§ **Исходный текст**
Занимаясь своим ремеслом, — сообщает он в «Канувших и спасенных», — я приобрел привычку, которую можно оценивать по-разному, можно счесть человеческой и нечеловеческой, — привычку никогда не оставаться безразличным к тем индивидуумам, с которыми сводит меня судьба. Все они не только люди, но и «образцы» в запечатанных конвертах, и их надо определить, проанализировать, взвесить. Аушвиц предоставил мне богатую, разнообразную и необычную коллекцию образцов, среди которых были друзья, люди нейтральные и враги, но в любом случае это была пища для моей пытливой натуры, которую некоторые — как тогда, так и сейчас — сочли отстраненной… Я понимаю, что это отношение «естествоиспытателя» возникает не только или непременно вследствие занятий химией. Но в моем случае это было именно так.
Что бы ни лежало в основе этого «естественнонаучного» подхода — в химии или, как полагали некоторые, в просветленной и гуманной сдержанности, он поражал и привлекал внимание читателей и критиков. Ирвинг Хоу говорит о «тихом достоинстве» и «чистоте духа» Леви, Джеймс Этлас[81] — о его «непоколебимом самообладании». Рита Леви-Монтальчини, лауреат Нобелевской премии по медицине 1986 года, тоже жительница Турина, в заключении к своей книге воспоминаний «Хвала несовершенству»[82] пишет об «отстраненности и отсутствии ненависти» у Леви. «Ты, — обращается она к Леви, — пройдя жесточайшие испытания, остался человеком с гордо поднятой головой и чистой душой».

§ **Предоставленные данные**
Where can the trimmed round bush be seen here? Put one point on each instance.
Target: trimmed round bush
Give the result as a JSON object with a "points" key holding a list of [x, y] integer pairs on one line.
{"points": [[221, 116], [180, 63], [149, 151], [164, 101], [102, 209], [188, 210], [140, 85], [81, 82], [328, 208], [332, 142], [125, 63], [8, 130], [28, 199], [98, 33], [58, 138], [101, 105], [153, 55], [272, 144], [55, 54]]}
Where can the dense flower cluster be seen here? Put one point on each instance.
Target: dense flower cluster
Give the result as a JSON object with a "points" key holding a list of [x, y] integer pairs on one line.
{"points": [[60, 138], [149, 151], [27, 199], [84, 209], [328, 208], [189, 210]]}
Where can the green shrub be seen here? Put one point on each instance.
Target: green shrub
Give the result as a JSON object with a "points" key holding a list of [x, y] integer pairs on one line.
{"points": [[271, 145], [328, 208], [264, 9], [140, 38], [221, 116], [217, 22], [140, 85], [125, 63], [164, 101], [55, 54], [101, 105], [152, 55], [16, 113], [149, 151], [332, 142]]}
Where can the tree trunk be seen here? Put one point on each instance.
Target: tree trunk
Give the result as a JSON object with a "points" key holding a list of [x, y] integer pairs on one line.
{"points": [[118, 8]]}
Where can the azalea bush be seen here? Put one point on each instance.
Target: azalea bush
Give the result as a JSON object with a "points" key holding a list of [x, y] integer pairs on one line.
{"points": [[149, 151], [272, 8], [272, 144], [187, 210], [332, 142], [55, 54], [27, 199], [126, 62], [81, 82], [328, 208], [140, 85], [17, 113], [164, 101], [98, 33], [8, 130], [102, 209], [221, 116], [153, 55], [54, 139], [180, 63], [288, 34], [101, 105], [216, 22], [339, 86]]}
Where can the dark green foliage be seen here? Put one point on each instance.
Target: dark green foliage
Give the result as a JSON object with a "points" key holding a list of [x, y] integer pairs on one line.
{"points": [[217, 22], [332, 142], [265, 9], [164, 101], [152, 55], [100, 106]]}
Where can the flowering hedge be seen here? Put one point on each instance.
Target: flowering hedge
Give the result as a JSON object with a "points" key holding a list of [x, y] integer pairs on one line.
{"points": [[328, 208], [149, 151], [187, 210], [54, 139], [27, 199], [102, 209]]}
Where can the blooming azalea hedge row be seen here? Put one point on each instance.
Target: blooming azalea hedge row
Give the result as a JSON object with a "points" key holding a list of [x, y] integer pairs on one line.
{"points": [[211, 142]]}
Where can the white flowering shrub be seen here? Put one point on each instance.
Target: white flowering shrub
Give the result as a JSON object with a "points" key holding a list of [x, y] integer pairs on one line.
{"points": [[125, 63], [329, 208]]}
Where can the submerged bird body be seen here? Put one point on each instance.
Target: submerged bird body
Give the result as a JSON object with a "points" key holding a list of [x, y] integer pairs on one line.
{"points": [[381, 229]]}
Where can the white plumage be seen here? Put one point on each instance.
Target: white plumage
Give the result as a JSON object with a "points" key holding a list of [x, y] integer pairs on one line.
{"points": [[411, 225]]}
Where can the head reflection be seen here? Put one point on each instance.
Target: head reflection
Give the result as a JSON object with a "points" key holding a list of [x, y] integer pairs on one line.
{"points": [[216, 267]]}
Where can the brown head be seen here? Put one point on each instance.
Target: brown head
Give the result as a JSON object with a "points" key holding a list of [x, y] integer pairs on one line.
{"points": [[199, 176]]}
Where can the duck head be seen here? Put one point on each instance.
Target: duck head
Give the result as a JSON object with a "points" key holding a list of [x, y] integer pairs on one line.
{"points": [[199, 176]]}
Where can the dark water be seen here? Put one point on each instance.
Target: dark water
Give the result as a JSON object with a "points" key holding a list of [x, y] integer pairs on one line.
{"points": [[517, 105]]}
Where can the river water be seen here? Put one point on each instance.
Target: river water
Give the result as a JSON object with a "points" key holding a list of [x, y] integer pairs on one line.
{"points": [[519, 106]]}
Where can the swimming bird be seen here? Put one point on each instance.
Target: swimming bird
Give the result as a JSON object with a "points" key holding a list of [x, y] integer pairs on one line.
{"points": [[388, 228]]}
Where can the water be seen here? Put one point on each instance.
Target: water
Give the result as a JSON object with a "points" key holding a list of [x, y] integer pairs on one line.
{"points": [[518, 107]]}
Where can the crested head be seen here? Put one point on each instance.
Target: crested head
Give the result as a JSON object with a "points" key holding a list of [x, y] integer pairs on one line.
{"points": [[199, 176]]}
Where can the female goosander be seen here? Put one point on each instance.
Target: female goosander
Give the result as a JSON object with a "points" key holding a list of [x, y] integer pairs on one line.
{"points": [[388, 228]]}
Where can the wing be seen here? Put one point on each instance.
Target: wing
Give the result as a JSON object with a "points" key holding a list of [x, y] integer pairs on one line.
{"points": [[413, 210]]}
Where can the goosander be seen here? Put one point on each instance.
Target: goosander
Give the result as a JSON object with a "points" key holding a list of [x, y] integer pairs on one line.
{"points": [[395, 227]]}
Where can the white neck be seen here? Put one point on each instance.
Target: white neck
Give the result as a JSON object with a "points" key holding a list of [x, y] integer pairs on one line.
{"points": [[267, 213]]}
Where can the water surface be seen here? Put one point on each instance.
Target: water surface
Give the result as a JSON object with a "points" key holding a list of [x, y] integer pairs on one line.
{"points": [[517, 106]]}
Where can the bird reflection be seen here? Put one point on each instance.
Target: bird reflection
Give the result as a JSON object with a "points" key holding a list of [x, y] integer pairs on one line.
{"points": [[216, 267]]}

§ **Условие задания**
Как в тексте о Леви названа книга воспоминаний Риты Леви-Монтальчини?

§ **Ваш ответ**
«Хвала несовершенству».